::: Information provided :::

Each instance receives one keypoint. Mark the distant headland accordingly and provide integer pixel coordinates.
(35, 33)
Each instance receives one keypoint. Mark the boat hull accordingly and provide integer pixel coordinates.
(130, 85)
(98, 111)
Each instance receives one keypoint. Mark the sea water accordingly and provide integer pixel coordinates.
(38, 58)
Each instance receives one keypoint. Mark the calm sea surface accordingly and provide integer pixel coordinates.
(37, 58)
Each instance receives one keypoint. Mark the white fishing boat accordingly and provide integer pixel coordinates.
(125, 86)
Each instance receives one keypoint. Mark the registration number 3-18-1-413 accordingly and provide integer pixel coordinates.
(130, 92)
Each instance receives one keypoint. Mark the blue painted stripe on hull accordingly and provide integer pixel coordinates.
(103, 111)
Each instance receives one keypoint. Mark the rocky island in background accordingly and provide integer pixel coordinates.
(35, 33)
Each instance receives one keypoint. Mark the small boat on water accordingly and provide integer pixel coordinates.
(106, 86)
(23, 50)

:::

#### Assigned task:
A full, exact copy of the entries is required. Return it.

#### Result of this task:
Each instance receives one keypoint. Mark the distant headland accordingly and provide integer pixel coordinates.
(35, 33)
Each instance receives one keypoint. Mark the boat hull accordingly and provide integer pixel coordinates.
(130, 85)
(98, 111)
Each instance receives one keypoint. Mark the sea water accordingly and provide integer pixel coordinates.
(38, 58)
Each instance receives one keypoint. Mark the calm sea surface accordingly and provide integer pixel coordinates.
(37, 58)
Each instance receives one keypoint. Mark the white fishing boat accordingly and provide integer pixel coordinates.
(125, 86)
Each instance receives one keypoint. Mark the registration number 3-18-1-413 accordingly and provide integer pixel coordinates.
(130, 92)
Each instance receives one keypoint. Mark the blue painted stripe on hull accordingly and provide integer pixel coordinates.
(103, 111)
Each instance receives one keypoint. Mark the rocky island in background accordingly and provide integer pixel coordinates.
(35, 33)
Each instance receives one keypoint. Mark the small boat on water accordingly and provide integer pixel coordinates.
(106, 86)
(23, 50)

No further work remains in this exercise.